• _Location identification items_:
+--
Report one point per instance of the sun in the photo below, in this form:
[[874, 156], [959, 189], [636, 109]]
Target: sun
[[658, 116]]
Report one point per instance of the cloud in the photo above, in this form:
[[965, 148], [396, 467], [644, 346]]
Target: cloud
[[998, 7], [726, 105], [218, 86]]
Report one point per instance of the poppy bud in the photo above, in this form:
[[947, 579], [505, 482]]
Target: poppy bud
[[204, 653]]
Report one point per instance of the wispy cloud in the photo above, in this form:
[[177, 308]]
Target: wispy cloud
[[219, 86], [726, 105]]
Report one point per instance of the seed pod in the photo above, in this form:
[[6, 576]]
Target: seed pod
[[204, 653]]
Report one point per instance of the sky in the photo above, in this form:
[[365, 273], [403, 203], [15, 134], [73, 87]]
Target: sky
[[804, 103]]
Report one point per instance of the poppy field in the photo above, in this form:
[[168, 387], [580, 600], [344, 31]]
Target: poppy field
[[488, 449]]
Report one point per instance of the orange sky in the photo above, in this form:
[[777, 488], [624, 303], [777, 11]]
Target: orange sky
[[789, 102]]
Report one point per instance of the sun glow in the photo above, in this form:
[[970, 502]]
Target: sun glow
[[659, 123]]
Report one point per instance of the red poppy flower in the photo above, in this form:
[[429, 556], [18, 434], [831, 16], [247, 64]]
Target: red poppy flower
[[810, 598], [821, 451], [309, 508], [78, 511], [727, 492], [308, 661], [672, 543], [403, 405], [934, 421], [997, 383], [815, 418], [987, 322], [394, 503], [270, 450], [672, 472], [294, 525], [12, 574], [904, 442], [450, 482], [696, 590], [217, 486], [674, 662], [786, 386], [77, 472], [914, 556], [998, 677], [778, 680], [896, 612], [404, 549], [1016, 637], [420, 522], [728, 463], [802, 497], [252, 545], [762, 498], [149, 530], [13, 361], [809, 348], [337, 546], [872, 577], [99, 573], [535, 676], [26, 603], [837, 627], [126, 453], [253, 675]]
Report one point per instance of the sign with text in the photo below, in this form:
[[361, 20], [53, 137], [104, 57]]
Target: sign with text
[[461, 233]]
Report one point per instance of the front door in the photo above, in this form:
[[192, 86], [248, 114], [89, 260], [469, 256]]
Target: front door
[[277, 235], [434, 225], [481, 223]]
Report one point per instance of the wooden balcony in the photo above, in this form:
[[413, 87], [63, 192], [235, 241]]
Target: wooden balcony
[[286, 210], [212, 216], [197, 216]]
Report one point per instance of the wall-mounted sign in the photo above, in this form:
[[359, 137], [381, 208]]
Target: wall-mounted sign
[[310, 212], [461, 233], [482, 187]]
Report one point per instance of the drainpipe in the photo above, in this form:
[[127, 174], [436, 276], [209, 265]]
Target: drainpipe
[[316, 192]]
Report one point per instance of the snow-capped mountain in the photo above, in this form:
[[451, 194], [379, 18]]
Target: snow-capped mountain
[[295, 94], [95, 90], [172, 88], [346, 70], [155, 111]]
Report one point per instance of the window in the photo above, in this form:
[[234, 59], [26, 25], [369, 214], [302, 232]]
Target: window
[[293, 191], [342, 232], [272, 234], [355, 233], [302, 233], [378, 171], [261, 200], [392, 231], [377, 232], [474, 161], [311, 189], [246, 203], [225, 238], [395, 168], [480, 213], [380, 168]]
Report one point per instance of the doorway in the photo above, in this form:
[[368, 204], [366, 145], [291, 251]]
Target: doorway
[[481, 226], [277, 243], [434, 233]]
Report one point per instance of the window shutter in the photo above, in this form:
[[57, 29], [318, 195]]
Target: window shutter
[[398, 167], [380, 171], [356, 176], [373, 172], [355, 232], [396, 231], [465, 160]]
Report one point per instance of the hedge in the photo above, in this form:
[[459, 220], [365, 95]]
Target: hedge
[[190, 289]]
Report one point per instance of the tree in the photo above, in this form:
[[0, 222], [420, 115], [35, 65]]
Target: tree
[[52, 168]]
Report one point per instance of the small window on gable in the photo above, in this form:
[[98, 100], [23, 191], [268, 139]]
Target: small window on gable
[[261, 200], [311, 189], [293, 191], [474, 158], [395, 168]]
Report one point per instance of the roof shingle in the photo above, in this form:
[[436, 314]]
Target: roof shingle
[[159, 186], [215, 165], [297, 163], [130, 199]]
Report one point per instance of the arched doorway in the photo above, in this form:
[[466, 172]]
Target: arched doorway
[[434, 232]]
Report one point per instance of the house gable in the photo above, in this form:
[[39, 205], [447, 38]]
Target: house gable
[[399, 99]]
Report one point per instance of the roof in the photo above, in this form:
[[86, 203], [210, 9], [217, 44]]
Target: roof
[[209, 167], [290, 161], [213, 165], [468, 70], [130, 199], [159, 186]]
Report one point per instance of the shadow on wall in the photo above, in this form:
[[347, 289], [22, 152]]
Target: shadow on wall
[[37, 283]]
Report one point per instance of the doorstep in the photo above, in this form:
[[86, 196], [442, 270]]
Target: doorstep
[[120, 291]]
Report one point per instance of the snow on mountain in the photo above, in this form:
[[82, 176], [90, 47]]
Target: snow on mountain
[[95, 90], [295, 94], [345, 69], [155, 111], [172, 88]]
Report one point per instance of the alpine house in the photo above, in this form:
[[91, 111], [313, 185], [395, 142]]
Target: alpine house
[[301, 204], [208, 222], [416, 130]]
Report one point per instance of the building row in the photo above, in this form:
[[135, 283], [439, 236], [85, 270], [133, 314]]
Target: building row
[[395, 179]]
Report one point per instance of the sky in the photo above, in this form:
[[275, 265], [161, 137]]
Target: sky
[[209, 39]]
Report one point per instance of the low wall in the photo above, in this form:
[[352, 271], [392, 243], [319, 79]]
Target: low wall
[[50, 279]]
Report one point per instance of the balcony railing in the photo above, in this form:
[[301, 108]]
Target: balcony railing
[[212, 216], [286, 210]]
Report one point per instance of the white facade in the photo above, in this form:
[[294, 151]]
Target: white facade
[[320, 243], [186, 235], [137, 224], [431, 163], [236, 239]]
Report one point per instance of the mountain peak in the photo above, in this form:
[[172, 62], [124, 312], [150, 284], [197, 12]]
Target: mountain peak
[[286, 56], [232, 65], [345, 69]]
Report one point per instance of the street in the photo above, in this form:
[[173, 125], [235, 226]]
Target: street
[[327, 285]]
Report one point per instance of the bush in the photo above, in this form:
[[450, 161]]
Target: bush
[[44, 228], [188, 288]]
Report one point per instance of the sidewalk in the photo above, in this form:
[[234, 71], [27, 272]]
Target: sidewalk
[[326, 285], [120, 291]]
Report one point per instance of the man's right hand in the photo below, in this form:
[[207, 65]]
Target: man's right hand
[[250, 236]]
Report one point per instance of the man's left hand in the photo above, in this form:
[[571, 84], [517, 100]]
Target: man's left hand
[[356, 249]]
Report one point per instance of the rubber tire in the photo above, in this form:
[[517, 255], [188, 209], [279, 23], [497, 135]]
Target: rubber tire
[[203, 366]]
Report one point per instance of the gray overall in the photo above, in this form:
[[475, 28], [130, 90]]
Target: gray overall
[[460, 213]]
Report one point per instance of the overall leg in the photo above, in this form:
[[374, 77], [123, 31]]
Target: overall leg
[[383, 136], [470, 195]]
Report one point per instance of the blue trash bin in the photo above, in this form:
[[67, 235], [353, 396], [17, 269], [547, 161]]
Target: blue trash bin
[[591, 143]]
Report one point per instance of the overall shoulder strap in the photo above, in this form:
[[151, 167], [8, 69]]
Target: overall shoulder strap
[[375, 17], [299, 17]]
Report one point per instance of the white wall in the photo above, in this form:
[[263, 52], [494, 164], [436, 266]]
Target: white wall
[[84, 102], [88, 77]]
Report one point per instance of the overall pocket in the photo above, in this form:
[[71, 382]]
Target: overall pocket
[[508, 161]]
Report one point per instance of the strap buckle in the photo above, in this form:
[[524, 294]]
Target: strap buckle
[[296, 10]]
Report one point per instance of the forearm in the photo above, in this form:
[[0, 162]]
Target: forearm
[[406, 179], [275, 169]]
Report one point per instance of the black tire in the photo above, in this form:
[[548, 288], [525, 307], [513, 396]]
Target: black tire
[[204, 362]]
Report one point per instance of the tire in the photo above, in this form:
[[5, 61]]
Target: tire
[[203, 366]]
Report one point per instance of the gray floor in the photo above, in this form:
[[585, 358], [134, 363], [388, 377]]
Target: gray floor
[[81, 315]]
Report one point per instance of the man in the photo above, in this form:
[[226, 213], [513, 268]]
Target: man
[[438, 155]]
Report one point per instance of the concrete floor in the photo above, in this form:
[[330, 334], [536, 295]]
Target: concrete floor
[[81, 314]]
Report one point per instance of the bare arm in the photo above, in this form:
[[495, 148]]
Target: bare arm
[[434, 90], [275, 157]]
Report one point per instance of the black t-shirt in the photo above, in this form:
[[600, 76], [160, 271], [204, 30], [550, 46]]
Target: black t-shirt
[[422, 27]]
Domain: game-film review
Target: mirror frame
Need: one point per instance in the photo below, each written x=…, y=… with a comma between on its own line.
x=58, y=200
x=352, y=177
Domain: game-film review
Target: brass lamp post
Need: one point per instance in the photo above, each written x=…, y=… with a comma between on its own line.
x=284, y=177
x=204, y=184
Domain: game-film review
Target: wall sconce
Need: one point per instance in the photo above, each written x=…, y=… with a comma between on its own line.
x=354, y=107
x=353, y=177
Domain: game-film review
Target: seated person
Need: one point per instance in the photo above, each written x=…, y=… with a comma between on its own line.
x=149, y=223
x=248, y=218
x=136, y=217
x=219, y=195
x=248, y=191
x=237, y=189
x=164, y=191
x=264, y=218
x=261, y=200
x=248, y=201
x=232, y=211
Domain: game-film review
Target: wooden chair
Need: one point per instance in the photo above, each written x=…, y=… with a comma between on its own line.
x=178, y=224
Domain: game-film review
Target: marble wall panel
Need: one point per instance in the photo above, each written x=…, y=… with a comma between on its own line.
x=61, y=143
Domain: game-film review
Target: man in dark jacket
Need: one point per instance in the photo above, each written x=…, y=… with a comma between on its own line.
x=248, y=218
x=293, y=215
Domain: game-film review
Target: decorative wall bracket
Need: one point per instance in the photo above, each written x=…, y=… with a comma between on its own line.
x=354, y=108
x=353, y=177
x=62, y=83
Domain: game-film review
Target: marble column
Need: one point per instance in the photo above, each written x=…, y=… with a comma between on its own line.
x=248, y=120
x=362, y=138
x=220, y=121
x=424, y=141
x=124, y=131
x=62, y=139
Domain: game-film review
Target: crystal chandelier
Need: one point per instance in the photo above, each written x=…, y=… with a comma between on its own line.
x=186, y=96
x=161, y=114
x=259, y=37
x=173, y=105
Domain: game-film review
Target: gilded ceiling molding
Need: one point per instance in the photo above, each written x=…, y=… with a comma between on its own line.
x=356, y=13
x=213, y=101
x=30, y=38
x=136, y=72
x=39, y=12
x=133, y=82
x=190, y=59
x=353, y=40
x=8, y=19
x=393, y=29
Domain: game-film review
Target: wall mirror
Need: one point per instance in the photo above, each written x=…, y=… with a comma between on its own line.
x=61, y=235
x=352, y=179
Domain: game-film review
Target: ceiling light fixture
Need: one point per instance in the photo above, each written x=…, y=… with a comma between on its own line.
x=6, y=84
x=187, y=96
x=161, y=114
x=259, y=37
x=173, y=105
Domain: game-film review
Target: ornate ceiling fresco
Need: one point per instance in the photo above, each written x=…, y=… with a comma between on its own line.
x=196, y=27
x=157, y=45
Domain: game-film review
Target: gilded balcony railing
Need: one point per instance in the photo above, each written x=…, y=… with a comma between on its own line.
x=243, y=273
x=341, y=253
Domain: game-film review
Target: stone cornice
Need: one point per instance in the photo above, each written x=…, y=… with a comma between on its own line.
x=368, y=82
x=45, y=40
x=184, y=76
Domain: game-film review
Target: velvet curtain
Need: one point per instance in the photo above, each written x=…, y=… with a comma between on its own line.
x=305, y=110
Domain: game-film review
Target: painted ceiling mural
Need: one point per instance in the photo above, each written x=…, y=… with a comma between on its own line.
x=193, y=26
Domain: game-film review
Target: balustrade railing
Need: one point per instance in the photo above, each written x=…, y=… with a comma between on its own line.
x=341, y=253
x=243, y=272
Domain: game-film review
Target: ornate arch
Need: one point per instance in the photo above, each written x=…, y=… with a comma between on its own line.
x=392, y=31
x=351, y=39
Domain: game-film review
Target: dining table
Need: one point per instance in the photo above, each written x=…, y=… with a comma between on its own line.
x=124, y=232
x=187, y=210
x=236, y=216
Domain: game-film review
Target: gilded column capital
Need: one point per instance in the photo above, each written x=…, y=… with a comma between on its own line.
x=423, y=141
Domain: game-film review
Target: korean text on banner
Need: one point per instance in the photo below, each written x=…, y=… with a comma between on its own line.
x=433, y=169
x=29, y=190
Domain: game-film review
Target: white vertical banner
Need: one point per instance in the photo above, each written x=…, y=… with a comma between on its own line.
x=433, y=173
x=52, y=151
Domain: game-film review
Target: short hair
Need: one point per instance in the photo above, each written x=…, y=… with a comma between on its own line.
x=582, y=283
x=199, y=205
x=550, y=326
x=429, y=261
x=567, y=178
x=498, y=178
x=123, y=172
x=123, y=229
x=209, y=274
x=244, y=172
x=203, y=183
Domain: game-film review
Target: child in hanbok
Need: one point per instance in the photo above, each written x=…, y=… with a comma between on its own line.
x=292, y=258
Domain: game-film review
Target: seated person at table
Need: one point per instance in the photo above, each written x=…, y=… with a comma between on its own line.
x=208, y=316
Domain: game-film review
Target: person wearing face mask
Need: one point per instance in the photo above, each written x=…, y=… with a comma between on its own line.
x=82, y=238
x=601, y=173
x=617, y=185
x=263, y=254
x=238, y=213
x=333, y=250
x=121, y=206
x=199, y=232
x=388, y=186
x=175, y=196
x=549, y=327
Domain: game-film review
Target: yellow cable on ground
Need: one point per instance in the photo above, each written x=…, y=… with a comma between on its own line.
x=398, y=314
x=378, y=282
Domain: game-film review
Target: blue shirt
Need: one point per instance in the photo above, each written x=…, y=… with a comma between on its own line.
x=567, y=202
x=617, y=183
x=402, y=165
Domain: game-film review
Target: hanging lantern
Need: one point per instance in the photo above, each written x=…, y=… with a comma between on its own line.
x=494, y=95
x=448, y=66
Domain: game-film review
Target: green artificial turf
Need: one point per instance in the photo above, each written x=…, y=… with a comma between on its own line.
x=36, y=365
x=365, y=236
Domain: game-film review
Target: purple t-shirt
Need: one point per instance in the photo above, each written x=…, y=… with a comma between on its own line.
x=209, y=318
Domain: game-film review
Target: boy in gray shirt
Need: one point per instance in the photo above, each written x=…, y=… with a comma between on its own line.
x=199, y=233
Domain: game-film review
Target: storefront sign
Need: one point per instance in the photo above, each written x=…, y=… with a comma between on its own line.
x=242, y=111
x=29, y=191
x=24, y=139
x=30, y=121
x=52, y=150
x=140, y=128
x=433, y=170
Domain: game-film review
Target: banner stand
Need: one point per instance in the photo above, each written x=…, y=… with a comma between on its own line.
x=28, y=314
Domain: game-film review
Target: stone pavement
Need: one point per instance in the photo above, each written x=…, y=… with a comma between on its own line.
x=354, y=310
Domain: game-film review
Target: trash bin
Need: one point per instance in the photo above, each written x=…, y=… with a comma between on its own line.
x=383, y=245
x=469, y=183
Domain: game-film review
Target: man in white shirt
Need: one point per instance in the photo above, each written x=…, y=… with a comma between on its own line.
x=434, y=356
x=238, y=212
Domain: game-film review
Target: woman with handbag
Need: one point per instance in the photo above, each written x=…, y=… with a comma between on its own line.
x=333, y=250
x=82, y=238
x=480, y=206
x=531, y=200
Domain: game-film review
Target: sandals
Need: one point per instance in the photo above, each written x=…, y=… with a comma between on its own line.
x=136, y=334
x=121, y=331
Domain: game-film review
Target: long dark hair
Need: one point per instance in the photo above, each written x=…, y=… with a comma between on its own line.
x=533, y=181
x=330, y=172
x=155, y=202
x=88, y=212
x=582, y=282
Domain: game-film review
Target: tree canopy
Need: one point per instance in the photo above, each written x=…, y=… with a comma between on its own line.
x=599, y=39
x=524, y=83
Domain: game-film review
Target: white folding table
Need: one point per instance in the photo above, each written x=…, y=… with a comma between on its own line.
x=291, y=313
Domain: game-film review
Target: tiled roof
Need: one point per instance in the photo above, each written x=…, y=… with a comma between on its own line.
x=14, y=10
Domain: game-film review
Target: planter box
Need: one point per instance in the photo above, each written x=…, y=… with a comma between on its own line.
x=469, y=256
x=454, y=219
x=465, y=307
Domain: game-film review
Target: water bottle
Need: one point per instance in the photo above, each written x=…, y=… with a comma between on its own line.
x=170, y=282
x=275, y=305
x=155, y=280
+--
Please pull out every line of the records above that includes the string "mirror".

• _Correct result_:
Target: mirror frame
Target: wall mirror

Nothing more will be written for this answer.